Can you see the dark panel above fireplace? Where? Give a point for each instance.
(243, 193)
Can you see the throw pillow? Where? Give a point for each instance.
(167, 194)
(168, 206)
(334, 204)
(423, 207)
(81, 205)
....
All the lines above need to be printed again, exactly.

Can you see the dark panel above fireplace? Where? Give a point for each instance.
(243, 193)
Can you see the throw pillow? Where? Give a point for each instance.
(167, 194)
(168, 206)
(334, 204)
(423, 207)
(81, 205)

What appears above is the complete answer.